Top of Study text
Conclusion: This method, easily amenable to automation, might qualify as technology of choice for high throughput screening of immune responses to large panels of antigens from cohorts of donors. Although analysis of cytokine gene expression requires adequate laboratory infrastructure, initial antigen stimulation and storage of test probes can be performed with minimal equipment and time requirements. This might prove important in "field" studies with difficult access to laboratory facilities.

Figure 1

Monitoring of CTL spiking by WB technology. CD8+ T cells from an HLA-A0201 restricted gp100_280–288 specific CTL clone were added to 300 μl WB from an unrelated donor in the presence of the specific or a control (Melan-A/MART-1_27–35) peptide at a 10 μg/ml concentration. Following 5 hour incubation at 37°C, RNAlater was added to the samples and total cellular RNA was extracted, reverse transcribed and amplified in the presence of primers and probes specific for IL-2, IFN-γ. The expression of the indicated genes from triplicate samples was analyzed by using, as reference, the expression of β-actin house keeping gene (y axes). Standard deviations, never exceeding 5% of the reported values were omitted. A threshold of 2-fold increase in specific gene expression over control values was considered as cut-off for the definition of positive responses. Numbers of CTL spiked into WB were reported on x axes. (triangles = IFN-γ gene; squares = IL-2 gene; filled symbols = specific peptide stimulation; empty symbols = control peptide stimulation).
Bottom of Study text
Top of Provided data
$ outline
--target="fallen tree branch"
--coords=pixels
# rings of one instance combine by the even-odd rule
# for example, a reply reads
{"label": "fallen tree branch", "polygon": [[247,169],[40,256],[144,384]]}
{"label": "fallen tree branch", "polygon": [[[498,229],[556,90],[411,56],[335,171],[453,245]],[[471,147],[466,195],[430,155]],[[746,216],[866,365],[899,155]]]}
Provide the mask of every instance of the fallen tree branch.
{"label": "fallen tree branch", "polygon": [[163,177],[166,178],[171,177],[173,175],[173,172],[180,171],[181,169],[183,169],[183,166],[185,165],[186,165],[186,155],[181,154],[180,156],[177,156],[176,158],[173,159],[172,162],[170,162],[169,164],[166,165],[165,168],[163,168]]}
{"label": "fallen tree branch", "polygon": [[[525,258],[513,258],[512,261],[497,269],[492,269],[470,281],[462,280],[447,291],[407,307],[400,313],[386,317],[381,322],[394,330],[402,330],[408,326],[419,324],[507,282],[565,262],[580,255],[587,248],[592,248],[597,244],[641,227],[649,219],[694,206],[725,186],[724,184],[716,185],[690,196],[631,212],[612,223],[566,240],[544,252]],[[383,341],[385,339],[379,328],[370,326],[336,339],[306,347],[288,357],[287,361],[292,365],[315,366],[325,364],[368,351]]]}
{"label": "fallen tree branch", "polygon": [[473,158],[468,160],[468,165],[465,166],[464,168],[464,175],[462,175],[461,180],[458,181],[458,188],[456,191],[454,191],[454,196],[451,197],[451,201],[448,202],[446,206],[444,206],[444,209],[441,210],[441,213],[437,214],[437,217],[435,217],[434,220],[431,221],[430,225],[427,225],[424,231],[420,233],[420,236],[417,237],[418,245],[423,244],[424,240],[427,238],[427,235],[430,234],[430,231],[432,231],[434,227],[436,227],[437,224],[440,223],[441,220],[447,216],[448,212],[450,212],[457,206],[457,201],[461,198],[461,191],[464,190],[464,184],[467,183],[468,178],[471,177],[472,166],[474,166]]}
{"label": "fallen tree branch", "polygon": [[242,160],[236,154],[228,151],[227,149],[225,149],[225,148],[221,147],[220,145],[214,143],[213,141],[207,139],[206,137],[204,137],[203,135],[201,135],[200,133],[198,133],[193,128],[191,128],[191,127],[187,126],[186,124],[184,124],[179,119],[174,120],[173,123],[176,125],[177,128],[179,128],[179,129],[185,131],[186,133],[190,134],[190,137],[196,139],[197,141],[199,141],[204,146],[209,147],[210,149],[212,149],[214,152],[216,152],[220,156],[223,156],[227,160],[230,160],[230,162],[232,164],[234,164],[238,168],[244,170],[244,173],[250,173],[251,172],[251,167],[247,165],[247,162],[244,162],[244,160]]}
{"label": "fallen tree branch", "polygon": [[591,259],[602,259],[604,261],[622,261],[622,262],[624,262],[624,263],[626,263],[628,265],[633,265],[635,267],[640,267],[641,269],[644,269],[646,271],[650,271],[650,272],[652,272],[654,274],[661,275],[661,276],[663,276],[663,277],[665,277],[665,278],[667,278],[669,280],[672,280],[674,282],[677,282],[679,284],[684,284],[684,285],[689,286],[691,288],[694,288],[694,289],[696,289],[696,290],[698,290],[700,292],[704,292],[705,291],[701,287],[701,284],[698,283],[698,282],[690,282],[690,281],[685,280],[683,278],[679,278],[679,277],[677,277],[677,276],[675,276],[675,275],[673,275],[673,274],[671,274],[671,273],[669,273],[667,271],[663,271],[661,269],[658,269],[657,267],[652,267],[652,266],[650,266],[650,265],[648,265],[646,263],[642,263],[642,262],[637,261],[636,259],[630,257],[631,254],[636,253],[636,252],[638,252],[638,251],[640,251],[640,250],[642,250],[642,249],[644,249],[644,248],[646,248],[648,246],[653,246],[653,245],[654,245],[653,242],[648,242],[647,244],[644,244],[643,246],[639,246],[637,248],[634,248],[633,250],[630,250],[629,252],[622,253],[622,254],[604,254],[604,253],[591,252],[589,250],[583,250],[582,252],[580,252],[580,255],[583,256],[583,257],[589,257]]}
Bottom of Provided data
Things to do.
(1) Rewrite the paragraph of the whole-blood assay text that begins "Conclusion: This method" in a shorter form, keeping its main facts.
(2) Answer these questions from the whole-blood assay text:
(a) At what concentration were the specific and control peptides used?
(b) Which gene's expression served as the reference for analysis?
(c) In what kind of studies might the minimal equipment needs for stimulation and storage prove important?
(3) Carry on the whole-blood assay text from the point where it stops.
These data entries were drawn from a separate source.

Answers by item.
(1) The method can easily be automated and may suit high throughput screening of immune responses to large antigen panels in donor cohorts. Cytokine gene expression analysis needs adequate laboratory infrastructure. However, antigen stimulation and storage of test probes require little equipment or time, which could matter in "field" studies with difficult access to laboratories.

(2)
(a) 10 μg/ml.
(b) The β-actin house keeping gene.
(c) "Field" studies with difficult access to laboratory facilities.

(3)
Figure 2

Cytokine gene expression induced by HCMV, EBV and influenza virus derived HLA class I restricted antigenic peptides in WB of healthy donors. WB from two HLA-A0201+ healthy donors (panels A and B), seropositive for HCMV and EBV (300 μl) was incubated for 5 hours in the presence of HCMV pp65_495–503 (triangles), EBV LMP-2_426–434 (diamonds), BMLF-1_259–267 (squares) and IM_58–66 virus (crosses) derived peptides at 10 μg/ml final concentration. Melanocyte derived GP100_280–288 peptide (circles) was used as negative control. RNAlater was then added and total cellular RNA was purified, reverse transcribed and amplified in the presence of primers and probes specific for IFN-γ (full symbols) or IL-2 (empty symbols). Specific gene expression was analyzed by using, as reference, the expression of β-actin house keeping gene (y axes). A threshold of 2-fold increase in specific gene expression over control values was used as cut-off (dashed lines for IFN-γ and dotted lines for IL-2 gene expression, respectively). WB specimens of the same size (300 μl) from the same donors were simultaneously stained with the corresponding multimers and the number of antigen specific T cells (x axes) was evaluated and correlated with antigen driven gene expression data.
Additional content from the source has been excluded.